→ Task goal:
Answer the following questions using the interpretation clauses.
1. For the purposes of clause 2.1, what does "Lease" mean?
2. What are the obligations of a party that is more than one person?
3. Under clause 2.3.3, how must a payment be made?

→ Excerpted text:
----------------
Any words and expressions common to this agreement and the Leases (whether in the particulars set out at the beginning of the Leases or in the body of the Leases (including any schedules thereto)) shall have the same meaning ascribed to them in the Leases, and for the purposes of this clause 2.1 “Lease” means the lease in the Agreed Form at Annexure D.

2.2

Where a party is more than one person, their obligations are joint and several.

2.3

An obligation:

 

2.3.1

not to do or omit anything is also an obligation not to permit or tolerate it being done or omitted by anyone deriving title from the person owing the obligation or by its or their employees or agents and to prevent or, as appropriate, to require it being done;

 

2.3.2

to do or not omit anything is also an obligation to procure it; and

 

2.3.3

to make any payment requires it to be made so that the payee receives full value in cleared sterling funds on the date the payment is due.
----------------
→ Data listing:

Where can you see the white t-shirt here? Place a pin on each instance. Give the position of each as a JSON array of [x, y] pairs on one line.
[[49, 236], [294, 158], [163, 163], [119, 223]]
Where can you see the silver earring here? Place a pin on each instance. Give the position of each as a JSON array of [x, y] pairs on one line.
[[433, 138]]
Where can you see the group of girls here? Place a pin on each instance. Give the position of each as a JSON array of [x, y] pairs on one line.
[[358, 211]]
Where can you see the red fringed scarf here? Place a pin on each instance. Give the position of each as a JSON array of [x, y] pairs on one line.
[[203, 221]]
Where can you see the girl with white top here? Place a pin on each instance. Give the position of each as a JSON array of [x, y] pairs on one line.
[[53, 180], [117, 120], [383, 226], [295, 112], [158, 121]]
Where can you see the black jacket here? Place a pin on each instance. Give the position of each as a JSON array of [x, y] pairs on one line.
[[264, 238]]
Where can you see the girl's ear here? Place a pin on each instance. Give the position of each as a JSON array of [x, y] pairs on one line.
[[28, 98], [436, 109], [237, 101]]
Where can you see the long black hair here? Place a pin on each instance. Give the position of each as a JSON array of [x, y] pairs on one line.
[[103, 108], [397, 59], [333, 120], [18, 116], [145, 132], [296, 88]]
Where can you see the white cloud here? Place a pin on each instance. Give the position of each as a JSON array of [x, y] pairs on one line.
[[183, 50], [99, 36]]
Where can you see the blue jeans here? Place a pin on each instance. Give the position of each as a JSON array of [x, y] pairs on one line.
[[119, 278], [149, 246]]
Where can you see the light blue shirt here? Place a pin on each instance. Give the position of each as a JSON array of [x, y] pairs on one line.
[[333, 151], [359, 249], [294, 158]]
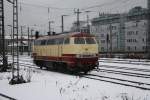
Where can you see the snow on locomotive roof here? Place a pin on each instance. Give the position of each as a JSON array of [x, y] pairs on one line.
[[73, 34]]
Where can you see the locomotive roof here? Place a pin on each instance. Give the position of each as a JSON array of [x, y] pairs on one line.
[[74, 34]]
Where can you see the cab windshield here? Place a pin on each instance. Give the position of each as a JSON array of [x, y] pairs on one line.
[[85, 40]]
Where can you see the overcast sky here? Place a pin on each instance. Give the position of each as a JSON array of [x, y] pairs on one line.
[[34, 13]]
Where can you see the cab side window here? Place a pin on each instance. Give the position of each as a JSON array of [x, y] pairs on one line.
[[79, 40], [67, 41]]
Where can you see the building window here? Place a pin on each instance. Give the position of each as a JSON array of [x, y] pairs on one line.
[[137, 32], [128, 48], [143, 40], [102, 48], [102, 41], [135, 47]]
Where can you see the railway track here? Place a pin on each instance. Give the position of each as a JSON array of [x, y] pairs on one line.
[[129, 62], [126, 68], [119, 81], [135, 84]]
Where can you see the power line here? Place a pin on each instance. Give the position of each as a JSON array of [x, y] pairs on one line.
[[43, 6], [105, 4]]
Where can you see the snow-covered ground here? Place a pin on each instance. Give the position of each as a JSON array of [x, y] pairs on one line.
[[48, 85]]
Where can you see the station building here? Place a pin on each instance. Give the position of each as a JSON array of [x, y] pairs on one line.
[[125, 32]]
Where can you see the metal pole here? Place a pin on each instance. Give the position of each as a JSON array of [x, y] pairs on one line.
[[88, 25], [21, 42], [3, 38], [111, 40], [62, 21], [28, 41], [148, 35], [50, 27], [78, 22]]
----------------
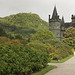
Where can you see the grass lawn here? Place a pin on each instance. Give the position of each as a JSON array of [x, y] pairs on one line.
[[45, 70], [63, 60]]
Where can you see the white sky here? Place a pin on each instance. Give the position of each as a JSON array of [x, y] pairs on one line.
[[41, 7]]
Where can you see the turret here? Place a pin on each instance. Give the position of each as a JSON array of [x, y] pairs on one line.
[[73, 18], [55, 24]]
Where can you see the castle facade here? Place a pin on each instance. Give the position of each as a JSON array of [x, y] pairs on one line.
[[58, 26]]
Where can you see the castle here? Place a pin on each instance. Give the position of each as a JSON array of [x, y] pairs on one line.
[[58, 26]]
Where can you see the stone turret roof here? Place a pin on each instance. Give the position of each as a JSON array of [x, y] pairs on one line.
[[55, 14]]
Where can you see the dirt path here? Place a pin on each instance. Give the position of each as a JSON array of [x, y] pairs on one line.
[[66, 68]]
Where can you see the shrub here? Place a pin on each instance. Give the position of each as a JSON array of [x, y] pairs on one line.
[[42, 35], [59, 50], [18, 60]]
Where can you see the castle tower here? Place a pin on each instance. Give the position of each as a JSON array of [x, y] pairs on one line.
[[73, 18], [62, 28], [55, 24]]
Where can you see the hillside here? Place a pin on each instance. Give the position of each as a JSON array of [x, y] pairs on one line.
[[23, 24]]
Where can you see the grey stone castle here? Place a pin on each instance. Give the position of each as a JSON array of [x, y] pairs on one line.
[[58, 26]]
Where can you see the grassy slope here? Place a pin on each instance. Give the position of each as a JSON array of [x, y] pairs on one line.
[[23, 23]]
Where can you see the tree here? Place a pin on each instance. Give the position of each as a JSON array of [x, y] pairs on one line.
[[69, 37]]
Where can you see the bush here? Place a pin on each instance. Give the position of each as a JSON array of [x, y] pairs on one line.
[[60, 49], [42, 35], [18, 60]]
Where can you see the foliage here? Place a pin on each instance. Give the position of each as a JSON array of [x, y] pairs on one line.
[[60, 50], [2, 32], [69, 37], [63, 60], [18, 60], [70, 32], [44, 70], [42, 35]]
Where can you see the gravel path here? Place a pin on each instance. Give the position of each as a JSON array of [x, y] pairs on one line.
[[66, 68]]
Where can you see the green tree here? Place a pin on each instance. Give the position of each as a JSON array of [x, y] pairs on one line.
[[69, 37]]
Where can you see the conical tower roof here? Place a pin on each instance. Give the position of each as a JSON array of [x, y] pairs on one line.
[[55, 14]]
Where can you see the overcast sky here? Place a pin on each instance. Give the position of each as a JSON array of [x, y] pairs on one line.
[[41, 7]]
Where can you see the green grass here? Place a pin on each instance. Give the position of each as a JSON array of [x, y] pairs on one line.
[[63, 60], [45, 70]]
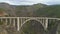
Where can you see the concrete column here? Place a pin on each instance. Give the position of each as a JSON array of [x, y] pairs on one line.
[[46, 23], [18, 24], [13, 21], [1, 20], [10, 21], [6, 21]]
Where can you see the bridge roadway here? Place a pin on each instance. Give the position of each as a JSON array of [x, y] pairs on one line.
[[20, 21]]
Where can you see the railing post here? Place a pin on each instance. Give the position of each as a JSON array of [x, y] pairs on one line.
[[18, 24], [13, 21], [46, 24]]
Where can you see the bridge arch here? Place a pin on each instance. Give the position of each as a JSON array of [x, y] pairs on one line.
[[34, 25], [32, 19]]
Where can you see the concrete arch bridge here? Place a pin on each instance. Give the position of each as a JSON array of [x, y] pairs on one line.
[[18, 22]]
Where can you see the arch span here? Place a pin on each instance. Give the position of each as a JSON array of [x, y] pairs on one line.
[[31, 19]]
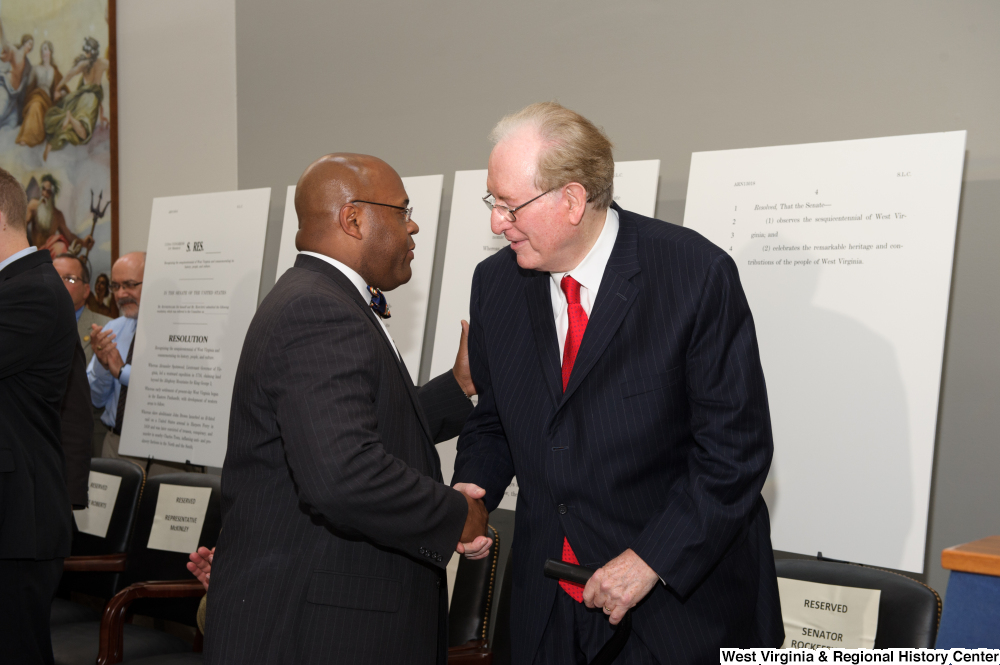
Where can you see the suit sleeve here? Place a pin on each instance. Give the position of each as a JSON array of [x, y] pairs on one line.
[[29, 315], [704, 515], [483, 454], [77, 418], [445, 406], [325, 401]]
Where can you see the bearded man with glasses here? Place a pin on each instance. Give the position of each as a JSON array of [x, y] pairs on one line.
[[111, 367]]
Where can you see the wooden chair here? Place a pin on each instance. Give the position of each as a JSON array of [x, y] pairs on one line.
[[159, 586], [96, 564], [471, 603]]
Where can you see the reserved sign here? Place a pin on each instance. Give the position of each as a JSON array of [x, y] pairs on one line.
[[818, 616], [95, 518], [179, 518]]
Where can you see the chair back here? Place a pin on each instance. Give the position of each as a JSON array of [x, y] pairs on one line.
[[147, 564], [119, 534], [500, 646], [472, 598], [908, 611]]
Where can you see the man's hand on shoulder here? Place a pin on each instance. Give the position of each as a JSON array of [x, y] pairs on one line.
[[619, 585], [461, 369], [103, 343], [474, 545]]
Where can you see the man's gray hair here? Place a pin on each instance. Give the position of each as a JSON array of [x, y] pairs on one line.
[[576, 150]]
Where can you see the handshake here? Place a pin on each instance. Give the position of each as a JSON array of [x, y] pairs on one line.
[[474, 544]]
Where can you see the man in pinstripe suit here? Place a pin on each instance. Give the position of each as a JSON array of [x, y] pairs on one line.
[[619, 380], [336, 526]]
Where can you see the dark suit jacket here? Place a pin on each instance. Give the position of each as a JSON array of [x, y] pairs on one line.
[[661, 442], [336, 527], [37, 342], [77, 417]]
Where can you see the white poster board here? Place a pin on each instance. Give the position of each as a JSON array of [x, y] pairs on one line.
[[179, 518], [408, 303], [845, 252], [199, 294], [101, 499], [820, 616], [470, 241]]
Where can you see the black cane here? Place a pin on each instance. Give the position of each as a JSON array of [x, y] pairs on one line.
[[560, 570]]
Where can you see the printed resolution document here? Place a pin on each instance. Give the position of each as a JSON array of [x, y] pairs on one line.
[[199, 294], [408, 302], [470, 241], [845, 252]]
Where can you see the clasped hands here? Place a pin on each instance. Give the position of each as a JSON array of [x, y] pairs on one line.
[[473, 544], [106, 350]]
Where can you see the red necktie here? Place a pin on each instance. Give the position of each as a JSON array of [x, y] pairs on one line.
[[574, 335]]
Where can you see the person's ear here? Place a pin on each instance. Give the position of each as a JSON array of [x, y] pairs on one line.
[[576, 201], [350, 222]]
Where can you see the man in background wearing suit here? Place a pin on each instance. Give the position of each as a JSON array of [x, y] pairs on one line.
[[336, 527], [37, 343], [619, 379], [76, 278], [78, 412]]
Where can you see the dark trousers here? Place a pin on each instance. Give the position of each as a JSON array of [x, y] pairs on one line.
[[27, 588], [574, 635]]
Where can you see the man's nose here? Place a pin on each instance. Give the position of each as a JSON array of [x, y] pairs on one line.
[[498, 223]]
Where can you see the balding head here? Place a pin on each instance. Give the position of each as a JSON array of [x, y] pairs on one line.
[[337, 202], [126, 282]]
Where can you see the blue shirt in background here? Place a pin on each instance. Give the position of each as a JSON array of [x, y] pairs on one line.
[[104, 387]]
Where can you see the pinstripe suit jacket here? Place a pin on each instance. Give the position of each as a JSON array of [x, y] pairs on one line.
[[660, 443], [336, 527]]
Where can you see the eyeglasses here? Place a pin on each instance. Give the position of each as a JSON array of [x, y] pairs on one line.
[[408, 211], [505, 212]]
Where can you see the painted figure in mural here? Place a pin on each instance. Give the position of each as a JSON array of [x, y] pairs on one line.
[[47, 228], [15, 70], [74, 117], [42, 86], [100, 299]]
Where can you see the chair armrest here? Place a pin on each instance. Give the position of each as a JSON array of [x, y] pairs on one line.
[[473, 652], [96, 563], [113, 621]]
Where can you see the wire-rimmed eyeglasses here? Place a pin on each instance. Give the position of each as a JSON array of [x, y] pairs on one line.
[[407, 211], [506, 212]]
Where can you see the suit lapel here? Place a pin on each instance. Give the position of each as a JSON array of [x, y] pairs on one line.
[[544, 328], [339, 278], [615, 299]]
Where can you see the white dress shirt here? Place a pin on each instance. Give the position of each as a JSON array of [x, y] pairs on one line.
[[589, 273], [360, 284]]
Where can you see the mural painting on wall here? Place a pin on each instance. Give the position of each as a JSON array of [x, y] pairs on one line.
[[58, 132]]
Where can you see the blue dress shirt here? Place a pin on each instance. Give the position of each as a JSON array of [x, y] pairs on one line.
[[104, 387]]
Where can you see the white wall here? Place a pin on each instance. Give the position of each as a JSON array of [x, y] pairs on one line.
----------------
→ Correct result:
1. The lease in the Agreed Form at Annexure D.
2. Their obligations are joint and several.
3. It must be made so that the payee receives full value in cleared sterling funds on the date the payment is due.